> **TEXTE FOURNI**:
☆ ☆ ☆ ☆ ☆

Aimé des jurys cannois (Grand prix pour "Uzak" en 2003, Prix de la mise en scène 2008 pour "Les Trois singes", Grand prix 2011 pour "Il était une fois en Anatolie"), le turc Nuri Bilge Ceylan a décroché cette année la récompense suprême avec "Winter Sleep", drame familial où l'ennui fait remonter les rancœurs entre un comédien à la retraite, sa femme et sa belle-sœur, dans une Anatolie hivernale.
Article rédigé par Jacky Bornet
France Télévisions - Rédaction Culture
Publié
Temps de lecture : 4min
"Winter Sleep" de Nuri Bilge Ceylan
 (Nuri Bilge Ceylan)
La note Culturebox
2 / 5                  ★★☆☆☆

De Nuri Bilge Ceylan (Turquie), avec : Haluk Bilginer, Melisa Sözen, Demet Akbağ - 3h16 - Sortie : 6 août 2014

Synopsis : Aydin, comédien à la retraite, tient un petit hôtel en Anatolie centrale avec sa jeune épouse Nihal, dont il s’est éloigné sentimentalement, et sa sœur Necla qui souffre encore de son récent divorce. En hiver, à mesure que la neige recouvre la steppe, l’hôtel devient leur refuge mais aussi le théâtre de leurs déchirements...

En être ou pas
Concentrés autour de drames intimes ("Les Climats") ou de groupes restreints amenés à vivre une expérience commune ("Il était une fois en Anatolie"), les films de Nuri Bilge Ceylan dilatent le temps. On adhère, ou pas. Vu l'accueil de ses films précédents sur la Croisette. Sa Palme d'or cette année n'a surpris personne. D'autant que la majorité de la critique le plaçait en tête. D'autant que "Winter Sleep" est un de ses meilleurs films, le cinéaste étant par ailleurs très aimé de Gilles Jacob, président du Festival de Cannes dans la dernière année de sa fonction.

☆ ☆ ☆ ☆ ☆

> **DONNÉES ENREGISTRÉES**:
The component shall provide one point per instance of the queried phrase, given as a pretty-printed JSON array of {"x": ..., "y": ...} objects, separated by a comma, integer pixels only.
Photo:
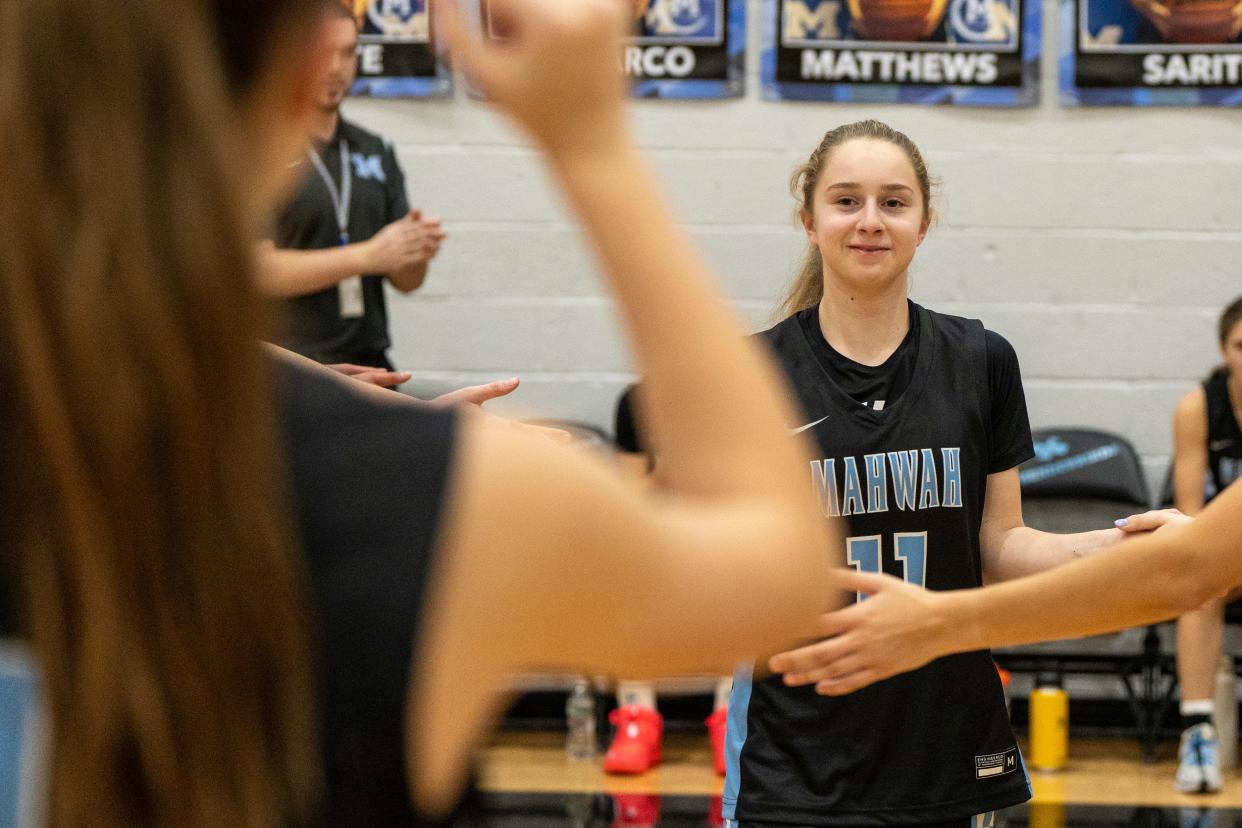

☆ ☆ ☆ ☆ ☆

> **À TRAITER**: D'après l'article sur « Winter Sleep », pourquoi la Palme d'or de Nuri Bilge Ceylan n'a-t-elle surpris personne ? Répondez en une à trois phrases. Les lignes forment un matériau à part, indépendant du texte.

> **RÉPONSE**: Ses films précédents avaient été bien accueillis sur la Croisette, et la majorité de la critique plaçait « Winter Sleep » en tête. Le texte ajoute que c'est l'un de ses meilleurs films et que le cinéaste est très aimé de Gilles Jacob, président du Festival de Cannes.